Nowadays, if I don't return a call, attend a party, or run a chose, I always ask myself why. I assume it's for a good reason. Being tired is a good reason. Pushing yourself beyond the threshold of sustainability is like living off your credit card. It's either desperate or stupid. And eventually you'll pay for it way more than it's worth.
So when the man asked me why I wanted to read more, I was stunned. I couldn't think of an answer. Why wouldn't I, I attempted feebly. No wonder I had failed my 2017 Goodreads challenge. I'd forgotten my motives.
So why do I read? This is a good question, because reading is really quite expensive. It takes hours and hours and hours and if you take notes and write about and reflect upon your reading, it takes hours and hours still more. As we speak, it's Saturday night in London and I chose to stay in so I could finish reading my book. This is not self-evidently the smart choice for a 30 year-old single female. And plenty of people don't read. Smart, educated people, people whose brains are worth many tens of thousands of units of legal tender - do not read. Not regularly, anyway, not books. Most humans have no more than about six thinking hours in a day and most of us pledge that to some legal entity in return for money. Or invest it in relationships. Or in a million other ways to spend free time. So whatever my reason, it had better be good.

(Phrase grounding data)
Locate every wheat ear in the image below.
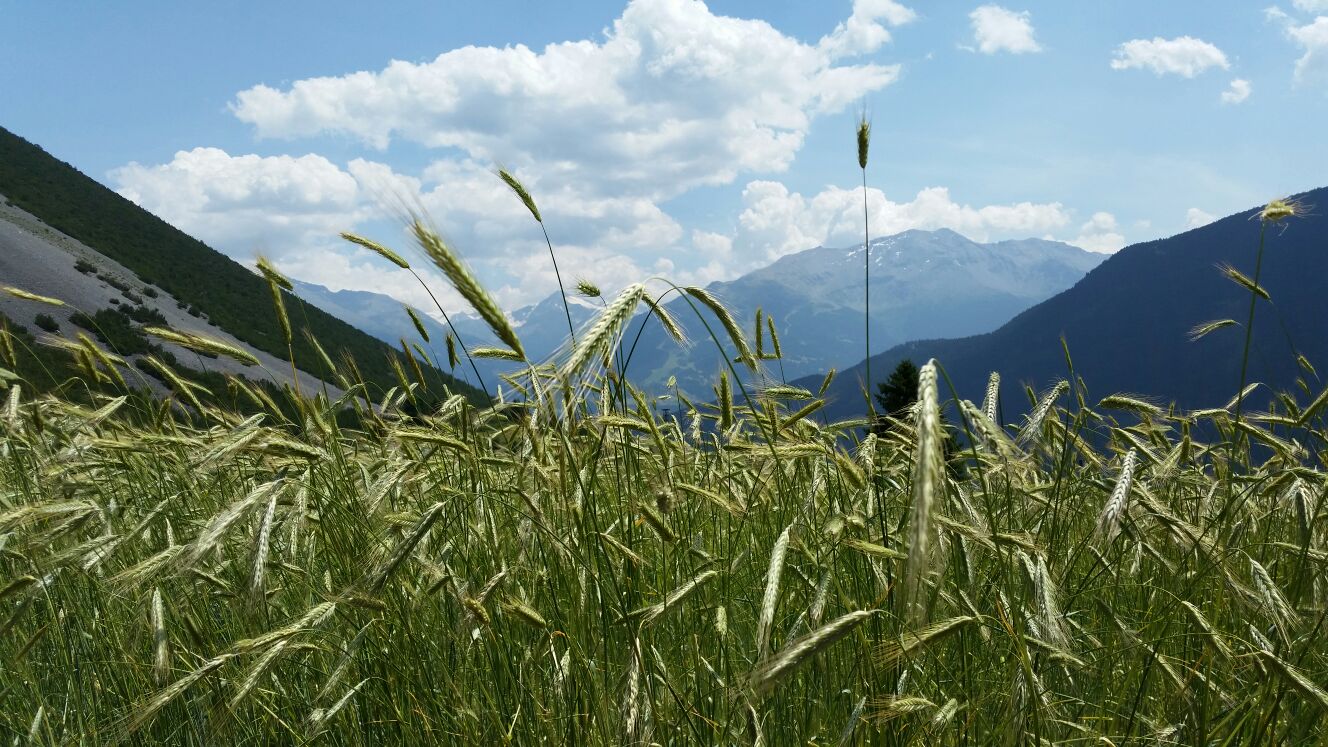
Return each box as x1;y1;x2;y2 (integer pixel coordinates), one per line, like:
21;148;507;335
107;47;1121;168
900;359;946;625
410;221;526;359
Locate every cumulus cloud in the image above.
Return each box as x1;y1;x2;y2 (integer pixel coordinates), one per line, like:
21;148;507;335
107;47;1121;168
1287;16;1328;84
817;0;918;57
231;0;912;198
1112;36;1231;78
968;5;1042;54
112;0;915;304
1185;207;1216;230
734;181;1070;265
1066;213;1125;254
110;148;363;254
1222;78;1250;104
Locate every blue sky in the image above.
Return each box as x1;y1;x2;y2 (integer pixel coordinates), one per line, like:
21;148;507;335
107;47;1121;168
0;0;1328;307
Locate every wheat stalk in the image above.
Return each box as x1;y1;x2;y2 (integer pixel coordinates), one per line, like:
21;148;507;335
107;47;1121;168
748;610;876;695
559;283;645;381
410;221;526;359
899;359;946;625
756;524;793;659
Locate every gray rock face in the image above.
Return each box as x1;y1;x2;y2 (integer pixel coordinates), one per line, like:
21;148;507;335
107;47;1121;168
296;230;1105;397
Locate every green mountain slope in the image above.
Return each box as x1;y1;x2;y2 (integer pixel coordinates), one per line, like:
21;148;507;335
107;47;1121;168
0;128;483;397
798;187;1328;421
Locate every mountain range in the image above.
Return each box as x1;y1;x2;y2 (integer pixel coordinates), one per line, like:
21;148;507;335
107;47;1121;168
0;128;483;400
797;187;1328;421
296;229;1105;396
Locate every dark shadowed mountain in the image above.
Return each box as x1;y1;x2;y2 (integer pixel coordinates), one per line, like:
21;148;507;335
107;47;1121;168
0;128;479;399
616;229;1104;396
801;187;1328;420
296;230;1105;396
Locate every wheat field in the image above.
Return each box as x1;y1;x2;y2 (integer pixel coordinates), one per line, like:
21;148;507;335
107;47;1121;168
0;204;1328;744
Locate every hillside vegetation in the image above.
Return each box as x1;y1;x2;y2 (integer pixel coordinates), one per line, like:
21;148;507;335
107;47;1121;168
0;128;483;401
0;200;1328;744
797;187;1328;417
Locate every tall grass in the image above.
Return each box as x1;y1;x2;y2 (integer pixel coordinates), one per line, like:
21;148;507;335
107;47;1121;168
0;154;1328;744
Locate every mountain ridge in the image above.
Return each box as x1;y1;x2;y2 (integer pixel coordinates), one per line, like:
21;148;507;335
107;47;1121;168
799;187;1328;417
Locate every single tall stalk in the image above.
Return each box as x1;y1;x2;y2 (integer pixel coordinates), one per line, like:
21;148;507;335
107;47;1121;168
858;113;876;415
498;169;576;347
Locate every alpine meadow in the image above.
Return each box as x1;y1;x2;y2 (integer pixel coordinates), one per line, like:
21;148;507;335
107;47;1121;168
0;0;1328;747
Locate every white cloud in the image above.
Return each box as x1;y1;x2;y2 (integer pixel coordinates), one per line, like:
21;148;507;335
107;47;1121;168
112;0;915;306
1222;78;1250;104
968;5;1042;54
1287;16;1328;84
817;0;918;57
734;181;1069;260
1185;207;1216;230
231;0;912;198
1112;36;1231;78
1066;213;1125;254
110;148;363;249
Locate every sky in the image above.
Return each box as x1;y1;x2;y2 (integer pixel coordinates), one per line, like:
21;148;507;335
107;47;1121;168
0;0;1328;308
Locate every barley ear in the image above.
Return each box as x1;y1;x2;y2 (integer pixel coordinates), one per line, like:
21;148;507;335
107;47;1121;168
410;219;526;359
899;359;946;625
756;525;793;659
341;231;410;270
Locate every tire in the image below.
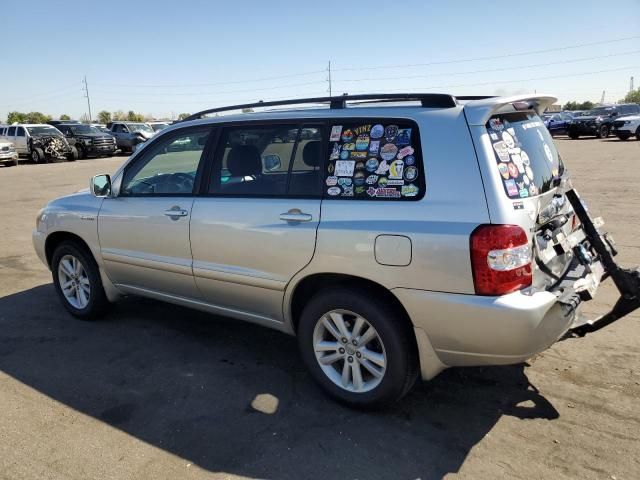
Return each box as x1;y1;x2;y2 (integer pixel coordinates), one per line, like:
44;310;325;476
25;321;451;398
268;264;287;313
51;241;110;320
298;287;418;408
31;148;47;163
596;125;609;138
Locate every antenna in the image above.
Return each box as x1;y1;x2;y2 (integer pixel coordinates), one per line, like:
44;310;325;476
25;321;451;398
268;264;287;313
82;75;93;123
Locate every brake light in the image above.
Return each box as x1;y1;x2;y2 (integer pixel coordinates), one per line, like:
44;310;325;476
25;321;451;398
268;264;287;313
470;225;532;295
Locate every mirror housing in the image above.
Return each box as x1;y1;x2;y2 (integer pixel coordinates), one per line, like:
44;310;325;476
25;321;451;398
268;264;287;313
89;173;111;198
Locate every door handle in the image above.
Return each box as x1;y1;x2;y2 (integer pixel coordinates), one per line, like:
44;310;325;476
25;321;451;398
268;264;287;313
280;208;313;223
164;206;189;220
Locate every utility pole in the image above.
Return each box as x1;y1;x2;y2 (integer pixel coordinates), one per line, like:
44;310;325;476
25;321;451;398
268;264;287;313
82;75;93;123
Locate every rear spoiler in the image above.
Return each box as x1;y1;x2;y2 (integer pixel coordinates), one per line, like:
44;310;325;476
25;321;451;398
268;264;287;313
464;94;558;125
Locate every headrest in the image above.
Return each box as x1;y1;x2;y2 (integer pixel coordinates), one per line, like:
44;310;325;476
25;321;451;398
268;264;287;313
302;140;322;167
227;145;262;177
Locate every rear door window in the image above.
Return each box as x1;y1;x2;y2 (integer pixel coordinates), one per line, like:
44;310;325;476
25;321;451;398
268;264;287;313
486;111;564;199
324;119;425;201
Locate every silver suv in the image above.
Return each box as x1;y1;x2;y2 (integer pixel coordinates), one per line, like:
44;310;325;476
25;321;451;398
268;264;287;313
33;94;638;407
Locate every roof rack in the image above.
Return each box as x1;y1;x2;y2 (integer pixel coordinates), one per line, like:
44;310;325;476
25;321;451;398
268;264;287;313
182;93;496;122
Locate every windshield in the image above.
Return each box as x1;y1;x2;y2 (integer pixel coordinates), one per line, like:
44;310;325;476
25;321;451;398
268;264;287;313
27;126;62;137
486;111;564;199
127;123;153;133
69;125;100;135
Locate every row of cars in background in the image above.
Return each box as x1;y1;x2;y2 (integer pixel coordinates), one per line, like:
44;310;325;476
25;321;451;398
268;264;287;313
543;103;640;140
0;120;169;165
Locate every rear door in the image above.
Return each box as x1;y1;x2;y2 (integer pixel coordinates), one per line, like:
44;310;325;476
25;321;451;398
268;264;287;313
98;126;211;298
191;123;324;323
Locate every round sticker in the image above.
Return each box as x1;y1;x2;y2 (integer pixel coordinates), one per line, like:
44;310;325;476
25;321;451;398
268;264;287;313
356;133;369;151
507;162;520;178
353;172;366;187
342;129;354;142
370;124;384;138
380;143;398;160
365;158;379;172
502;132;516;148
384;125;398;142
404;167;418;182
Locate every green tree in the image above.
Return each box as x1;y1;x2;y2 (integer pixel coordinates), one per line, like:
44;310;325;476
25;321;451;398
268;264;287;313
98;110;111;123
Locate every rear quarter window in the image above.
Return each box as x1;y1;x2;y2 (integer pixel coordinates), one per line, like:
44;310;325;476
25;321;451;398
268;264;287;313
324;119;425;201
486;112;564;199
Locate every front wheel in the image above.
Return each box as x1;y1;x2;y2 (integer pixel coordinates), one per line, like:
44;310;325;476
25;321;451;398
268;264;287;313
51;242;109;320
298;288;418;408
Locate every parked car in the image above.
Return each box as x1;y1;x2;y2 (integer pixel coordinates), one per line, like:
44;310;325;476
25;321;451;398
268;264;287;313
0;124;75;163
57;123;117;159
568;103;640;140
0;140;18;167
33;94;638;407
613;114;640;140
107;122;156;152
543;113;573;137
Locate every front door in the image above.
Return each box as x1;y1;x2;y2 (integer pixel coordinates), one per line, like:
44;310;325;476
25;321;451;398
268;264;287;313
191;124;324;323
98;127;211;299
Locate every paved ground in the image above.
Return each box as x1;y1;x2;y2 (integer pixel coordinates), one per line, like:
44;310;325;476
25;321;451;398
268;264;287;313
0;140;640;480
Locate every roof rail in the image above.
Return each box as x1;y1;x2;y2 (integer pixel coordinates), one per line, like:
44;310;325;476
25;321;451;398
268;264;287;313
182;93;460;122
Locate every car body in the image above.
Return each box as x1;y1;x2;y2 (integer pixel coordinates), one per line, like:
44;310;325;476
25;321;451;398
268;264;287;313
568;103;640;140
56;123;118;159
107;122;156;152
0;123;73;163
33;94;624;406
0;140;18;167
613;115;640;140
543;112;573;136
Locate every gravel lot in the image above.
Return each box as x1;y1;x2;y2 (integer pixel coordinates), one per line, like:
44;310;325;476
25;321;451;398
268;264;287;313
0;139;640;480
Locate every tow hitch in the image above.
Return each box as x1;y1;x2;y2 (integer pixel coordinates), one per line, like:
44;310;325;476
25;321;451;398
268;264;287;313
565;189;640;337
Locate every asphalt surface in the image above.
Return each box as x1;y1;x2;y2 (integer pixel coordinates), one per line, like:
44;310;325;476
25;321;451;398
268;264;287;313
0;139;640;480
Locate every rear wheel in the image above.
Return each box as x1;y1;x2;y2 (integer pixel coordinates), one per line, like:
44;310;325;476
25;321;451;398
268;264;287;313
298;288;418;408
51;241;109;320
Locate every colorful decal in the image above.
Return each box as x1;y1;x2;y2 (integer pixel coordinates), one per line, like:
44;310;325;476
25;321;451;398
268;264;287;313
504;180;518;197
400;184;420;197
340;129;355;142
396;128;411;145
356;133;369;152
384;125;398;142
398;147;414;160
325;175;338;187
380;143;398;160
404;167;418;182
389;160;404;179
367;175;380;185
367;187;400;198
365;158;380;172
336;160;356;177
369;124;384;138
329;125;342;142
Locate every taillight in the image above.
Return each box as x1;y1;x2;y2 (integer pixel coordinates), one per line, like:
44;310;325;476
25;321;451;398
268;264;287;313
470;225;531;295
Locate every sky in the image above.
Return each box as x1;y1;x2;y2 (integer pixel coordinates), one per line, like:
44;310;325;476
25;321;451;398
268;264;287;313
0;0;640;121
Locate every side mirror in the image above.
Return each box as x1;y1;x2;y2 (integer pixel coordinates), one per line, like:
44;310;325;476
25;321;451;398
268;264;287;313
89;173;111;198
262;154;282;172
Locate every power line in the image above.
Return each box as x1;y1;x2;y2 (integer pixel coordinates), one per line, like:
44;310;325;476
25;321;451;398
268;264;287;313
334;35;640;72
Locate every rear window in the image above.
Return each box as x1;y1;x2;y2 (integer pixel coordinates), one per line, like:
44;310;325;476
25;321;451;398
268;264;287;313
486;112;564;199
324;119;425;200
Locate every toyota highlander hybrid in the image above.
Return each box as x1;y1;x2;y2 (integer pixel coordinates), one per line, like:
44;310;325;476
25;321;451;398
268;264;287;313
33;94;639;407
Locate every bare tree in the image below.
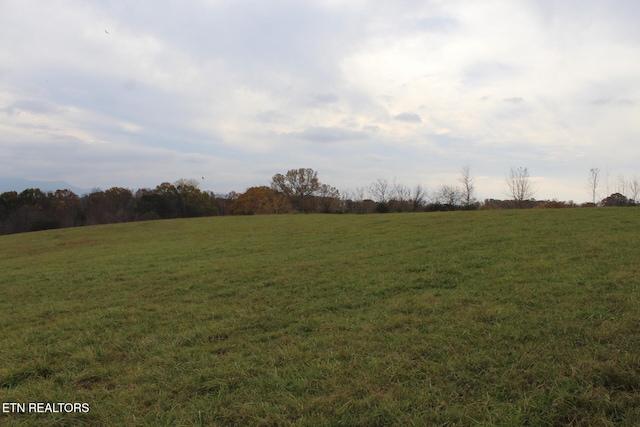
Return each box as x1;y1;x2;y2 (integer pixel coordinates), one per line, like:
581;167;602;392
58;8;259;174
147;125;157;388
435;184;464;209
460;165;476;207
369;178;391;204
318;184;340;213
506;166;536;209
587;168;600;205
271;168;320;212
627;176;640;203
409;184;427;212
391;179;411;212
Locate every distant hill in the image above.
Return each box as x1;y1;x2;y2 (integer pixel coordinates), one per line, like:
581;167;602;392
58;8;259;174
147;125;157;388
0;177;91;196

### Activity list
**a.** Please rewrite the paragraph of the passage about reading that begins "So when the man asked me" more briefly, keeping its main facts.
**b.** Reproduce the portion of the passage about reading that opens with the words containing "So when the" and closes with "forgotten my motives.".

### Solutions by task
**a.** When a man asked why I wanted to read more, I was stunned and could only feebly reply, "Why wouldn't I?" I had forgotten my motives, so it was no wonder I had failed my 2017 Goodreads challenge.

**b.**
So when the man asked me why I wanted to read more, I was stunned. I couldn't think of an answer. Why wouldn't I, I attempted feebly. No wonder I had failed my 2017 Goodreads challenge. I'd forgotten my motives.